**What you should do**:
Copy out everything in the rows below, from the very first row down to the line containing "<point>342,69</point>", unchanged. Leave the pictures out of your copy.

**Data shown**:
(begin)
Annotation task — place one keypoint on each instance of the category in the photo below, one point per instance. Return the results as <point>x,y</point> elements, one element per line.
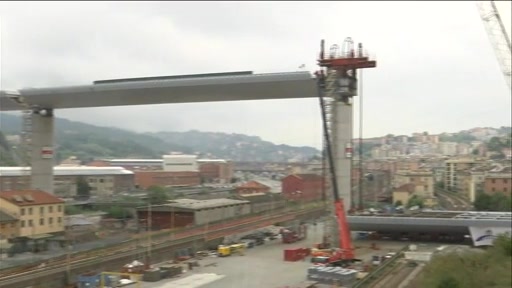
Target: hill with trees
<point>87,142</point>
<point>489,268</point>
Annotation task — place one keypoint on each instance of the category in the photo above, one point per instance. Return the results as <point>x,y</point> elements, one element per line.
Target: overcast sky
<point>436,68</point>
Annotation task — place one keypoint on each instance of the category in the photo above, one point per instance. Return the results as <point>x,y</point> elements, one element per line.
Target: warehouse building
<point>187,212</point>
<point>103,181</point>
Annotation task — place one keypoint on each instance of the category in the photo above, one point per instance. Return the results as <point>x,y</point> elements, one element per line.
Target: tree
<point>157,195</point>
<point>83,189</point>
<point>495,202</point>
<point>448,282</point>
<point>117,212</point>
<point>471,268</point>
<point>482,202</point>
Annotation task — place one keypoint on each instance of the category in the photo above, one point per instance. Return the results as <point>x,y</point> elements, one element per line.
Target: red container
<point>291,255</point>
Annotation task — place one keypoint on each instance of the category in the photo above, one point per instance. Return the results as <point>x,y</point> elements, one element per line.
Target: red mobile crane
<point>342,69</point>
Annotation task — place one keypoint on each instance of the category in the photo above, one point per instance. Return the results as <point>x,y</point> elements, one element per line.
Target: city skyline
<point>426,71</point>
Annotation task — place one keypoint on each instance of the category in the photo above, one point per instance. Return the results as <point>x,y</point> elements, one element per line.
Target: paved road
<point>263,266</point>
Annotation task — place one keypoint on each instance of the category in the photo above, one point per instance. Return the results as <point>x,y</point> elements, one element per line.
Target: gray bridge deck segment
<point>443,222</point>
<point>143,91</point>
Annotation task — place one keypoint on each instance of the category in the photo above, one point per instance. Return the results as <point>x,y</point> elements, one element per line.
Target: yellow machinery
<point>237,248</point>
<point>133,277</point>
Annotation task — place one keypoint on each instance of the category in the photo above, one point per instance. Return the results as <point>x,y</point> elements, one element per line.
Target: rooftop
<point>179,156</point>
<point>30,197</point>
<point>203,204</point>
<point>68,171</point>
<point>135,160</point>
<point>308,176</point>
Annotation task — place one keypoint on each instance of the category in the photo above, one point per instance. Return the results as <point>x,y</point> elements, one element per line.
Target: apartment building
<point>146,179</point>
<point>102,180</point>
<point>476,182</point>
<point>302,187</point>
<point>499,181</point>
<point>422,179</point>
<point>252,187</point>
<point>452,167</point>
<point>40,214</point>
<point>215,170</point>
<point>8,227</point>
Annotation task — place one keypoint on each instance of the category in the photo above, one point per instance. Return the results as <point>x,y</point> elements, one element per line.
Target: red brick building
<point>165,217</point>
<point>215,171</point>
<point>302,187</point>
<point>145,179</point>
<point>252,187</point>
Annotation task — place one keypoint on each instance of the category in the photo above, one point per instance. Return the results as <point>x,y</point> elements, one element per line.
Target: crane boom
<point>498,36</point>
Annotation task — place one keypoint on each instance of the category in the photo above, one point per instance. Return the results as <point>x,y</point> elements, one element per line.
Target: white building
<point>102,180</point>
<point>180,163</point>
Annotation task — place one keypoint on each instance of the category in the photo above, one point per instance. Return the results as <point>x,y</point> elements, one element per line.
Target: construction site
<point>310,248</point>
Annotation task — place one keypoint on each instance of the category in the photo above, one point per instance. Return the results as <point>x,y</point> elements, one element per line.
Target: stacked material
<point>333,275</point>
<point>172,270</point>
<point>152,275</point>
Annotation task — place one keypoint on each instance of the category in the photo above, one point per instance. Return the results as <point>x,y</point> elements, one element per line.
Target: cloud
<point>436,68</point>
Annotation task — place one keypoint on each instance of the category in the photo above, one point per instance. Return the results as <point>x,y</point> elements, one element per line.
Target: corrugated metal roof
<point>202,204</point>
<point>136,160</point>
<point>211,160</point>
<point>68,171</point>
<point>179,156</point>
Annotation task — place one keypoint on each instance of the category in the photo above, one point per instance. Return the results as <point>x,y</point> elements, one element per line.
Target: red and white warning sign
<point>47,152</point>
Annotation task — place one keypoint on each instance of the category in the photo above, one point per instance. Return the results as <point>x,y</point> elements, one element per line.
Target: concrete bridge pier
<point>41,149</point>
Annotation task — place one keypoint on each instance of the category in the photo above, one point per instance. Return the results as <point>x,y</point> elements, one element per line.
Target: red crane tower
<point>337,84</point>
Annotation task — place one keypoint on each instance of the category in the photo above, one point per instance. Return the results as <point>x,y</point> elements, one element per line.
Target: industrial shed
<point>187,212</point>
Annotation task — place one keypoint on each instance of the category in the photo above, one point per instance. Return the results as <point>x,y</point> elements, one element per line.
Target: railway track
<point>456,202</point>
<point>128,245</point>
<point>132,248</point>
<point>395,276</point>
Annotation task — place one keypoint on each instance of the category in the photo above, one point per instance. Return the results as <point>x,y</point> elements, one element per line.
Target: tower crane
<point>497,35</point>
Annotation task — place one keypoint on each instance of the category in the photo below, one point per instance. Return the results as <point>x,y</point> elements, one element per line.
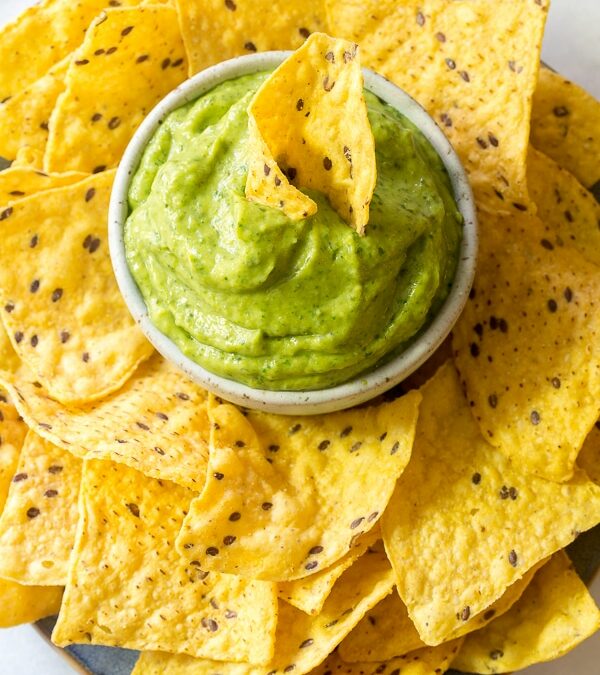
(end)
**Solution to this task**:
Annotation task — place one keypoint on each instance of the category in the photo below, one point per instance. Return the results as <point>x,y</point> elements, one element per line.
Target: hill with trees
<point>87,142</point>
<point>489,268</point>
Annotation task — place one keypoint on each instance of the category in the photo above, one point per instance. Return the results as <point>x,y</point> elements, one element per line.
Target: overcast sky
<point>436,68</point>
Annotation task — place one keypoint on each instance of the category in the photo above, one point per instance. Return the results as <point>x,y</point> elements, one element per line.
Target: warehouse building
<point>187,212</point>
<point>103,181</point>
Annotation task — place one keypoint on each instance of the category in the photo above, one point per instance. Return the results as <point>x,y</point> elements, one element per line.
Target: tree
<point>157,195</point>
<point>83,189</point>
<point>495,202</point>
<point>448,282</point>
<point>117,212</point>
<point>471,268</point>
<point>482,202</point>
Annotation task — place one keypoint on each instance of the category in the photo above, one point per instance. Return the results as <point>x,y</point> elements, one element per line.
Target: red container
<point>291,255</point>
Annotation task — place one keypoint on each instance of the category in the photo above, one point per instance. Return the results as <point>x,y</point> elements, one element per line.
Target: red mobile crane
<point>342,69</point>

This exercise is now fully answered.